** START Document segment **

ENGLISH TEACHERS IN Hong Kong have unenviable lives, having to cope with heavy demands from work and intense pressure to upgrade themselves, with little recognition for the good work they do.

One initiative under education reforms that will affect them is the new Hong Kong Certificate of Education (HKCE) English language examination, which is to be implemented in 2007.

This new assessment, consisting of a public examination component and school-based assessment (SBA), will affect students entering Form Four in September.

While most educators applaud the move away from norm-referenced to standards-referenced assessment in the public exam component, the implementation of SBA is causing teachers to shudder. The simple reason is that SBA will put the onus on English teachers to take charge of the whole business of assessing students, and to ensure that the assessment is fair and reliable. The task is daunting, and teachers are ill-equipped for it.

** END Document segment **
** START Data rows **

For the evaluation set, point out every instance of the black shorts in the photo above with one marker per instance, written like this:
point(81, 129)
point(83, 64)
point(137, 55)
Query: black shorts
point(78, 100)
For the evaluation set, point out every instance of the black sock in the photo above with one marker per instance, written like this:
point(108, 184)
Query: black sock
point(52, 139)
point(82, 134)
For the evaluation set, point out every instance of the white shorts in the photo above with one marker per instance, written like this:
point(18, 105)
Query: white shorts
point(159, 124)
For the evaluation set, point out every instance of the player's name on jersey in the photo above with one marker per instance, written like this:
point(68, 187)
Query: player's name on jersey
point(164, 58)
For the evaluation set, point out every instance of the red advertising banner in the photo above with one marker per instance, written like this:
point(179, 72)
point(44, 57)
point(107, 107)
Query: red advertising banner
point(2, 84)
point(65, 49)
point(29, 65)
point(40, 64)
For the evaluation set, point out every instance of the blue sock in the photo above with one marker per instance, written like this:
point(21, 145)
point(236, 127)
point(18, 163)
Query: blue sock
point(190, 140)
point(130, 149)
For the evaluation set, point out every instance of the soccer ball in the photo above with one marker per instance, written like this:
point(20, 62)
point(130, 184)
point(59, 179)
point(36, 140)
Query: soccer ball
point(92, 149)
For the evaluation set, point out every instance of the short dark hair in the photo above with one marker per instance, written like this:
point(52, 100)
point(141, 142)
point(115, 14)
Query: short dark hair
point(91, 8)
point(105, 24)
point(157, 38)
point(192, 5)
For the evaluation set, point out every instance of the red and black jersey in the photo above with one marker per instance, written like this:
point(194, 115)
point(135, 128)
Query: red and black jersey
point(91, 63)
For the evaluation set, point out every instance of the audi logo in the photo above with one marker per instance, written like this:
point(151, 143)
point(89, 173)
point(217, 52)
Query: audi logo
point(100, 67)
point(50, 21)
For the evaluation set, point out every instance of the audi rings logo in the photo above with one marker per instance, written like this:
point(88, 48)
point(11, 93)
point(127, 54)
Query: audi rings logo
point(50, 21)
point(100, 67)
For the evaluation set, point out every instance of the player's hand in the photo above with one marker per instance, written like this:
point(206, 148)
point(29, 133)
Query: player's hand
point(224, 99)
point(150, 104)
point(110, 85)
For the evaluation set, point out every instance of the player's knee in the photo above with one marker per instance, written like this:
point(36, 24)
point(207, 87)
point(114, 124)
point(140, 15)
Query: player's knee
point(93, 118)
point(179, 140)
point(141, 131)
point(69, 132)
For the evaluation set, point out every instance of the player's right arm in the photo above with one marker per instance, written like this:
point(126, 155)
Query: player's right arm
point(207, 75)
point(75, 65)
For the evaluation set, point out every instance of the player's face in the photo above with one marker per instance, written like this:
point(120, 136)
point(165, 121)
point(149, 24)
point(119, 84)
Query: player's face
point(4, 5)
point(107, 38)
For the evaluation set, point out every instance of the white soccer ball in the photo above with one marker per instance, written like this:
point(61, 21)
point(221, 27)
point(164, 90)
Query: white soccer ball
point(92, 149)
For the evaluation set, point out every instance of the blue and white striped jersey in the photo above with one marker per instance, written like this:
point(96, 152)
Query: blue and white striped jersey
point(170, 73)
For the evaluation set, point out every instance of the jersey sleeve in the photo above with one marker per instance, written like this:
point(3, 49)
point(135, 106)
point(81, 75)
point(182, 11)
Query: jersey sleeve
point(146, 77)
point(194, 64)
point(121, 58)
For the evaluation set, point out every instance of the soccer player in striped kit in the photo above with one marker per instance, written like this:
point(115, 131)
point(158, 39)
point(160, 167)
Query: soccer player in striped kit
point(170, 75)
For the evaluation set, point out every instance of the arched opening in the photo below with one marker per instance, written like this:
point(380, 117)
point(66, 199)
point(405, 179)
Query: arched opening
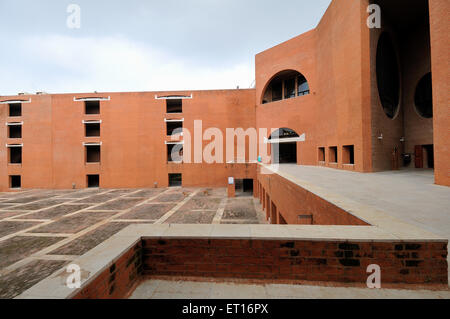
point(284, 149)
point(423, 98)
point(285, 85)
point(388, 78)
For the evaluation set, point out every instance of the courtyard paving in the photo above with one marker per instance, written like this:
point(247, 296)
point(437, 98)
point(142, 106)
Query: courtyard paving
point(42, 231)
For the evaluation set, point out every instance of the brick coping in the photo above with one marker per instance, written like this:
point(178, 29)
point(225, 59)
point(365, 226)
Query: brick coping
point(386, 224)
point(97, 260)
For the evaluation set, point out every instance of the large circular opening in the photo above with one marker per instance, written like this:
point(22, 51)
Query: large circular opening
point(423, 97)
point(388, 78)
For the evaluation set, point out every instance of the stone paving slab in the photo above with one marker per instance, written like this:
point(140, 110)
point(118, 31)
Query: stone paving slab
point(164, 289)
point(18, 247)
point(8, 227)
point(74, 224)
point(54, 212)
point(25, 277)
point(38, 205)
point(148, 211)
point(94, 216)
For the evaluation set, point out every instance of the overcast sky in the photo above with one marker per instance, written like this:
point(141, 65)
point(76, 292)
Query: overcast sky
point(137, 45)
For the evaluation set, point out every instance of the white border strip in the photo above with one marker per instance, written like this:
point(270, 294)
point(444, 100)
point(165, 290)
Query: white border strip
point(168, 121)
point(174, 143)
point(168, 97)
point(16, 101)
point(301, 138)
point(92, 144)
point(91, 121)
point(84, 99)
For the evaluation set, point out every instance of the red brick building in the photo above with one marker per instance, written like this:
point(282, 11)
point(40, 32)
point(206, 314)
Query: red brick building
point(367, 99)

** END Data rows **
** START Data rows **

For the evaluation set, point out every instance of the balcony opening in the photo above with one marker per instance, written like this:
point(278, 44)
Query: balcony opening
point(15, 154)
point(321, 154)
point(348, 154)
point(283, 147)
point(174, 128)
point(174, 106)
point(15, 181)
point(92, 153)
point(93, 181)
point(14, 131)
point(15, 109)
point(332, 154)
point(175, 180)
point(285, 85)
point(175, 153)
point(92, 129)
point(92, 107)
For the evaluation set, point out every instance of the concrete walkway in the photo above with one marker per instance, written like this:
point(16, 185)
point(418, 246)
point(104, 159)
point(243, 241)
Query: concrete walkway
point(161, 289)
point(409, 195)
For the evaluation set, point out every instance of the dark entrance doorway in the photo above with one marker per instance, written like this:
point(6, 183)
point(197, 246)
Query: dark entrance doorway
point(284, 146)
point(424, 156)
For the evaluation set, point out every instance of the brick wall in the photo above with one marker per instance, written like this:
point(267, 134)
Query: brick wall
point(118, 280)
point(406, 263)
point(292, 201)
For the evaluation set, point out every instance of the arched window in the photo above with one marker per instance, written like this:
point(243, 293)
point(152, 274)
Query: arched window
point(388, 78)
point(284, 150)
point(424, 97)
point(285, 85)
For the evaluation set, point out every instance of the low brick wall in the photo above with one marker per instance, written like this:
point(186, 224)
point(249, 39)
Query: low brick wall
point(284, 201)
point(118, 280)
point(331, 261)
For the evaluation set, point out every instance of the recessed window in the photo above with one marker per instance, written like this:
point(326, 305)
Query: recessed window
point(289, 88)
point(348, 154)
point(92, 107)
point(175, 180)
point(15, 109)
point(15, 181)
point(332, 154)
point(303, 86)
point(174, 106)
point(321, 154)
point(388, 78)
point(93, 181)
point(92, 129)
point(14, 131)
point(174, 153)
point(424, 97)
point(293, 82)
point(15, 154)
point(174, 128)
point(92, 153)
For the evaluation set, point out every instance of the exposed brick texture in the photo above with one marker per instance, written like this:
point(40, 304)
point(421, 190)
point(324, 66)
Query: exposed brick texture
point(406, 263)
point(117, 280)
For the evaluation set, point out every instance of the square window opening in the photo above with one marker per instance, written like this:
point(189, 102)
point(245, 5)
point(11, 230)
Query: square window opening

** END Data rows **

• _What this exercise asks_
A. Locate every line in the records that contains the word "wall" and copy each one out in full.
B. Please pick up the passage on Hong Kong English teachers and school-based assessment, and continue it from its final sentence.

• _Outputs by task_
A.
For the evaluation set, point out every instance of the brick wall in the photo above with one marker per instance, written like this:
Query: brick wall
For the evaluation set, point out every instance of the low brick wall in the photo above with one marker per instance, written like this:
Query: low brick wall

B.
Under the new SBA, which is worth 15 per cent of the total English exam mark, students will need to read and view four texts during Forms Four and Five. These consist of two print texts and two non-print, such as videos or films, including one fiction and one non-fiction for each category. After reading or viewing the texts, students will write comments and personal reflections and then engage in a discussion with classmates on what they have read and viewed. They will also make individual presentations on the texts and answer teachers' questions.

The assessment will be based solely on the students' oral performances, to be assessed according to set criteria. Teachers will need to undertake at least two assessments in Form Four and Five respectively, and will report the best mark at the end of each school year. They can choose from several assessment results to report each time, with no restrictions on the maximum number of tasks in any one year.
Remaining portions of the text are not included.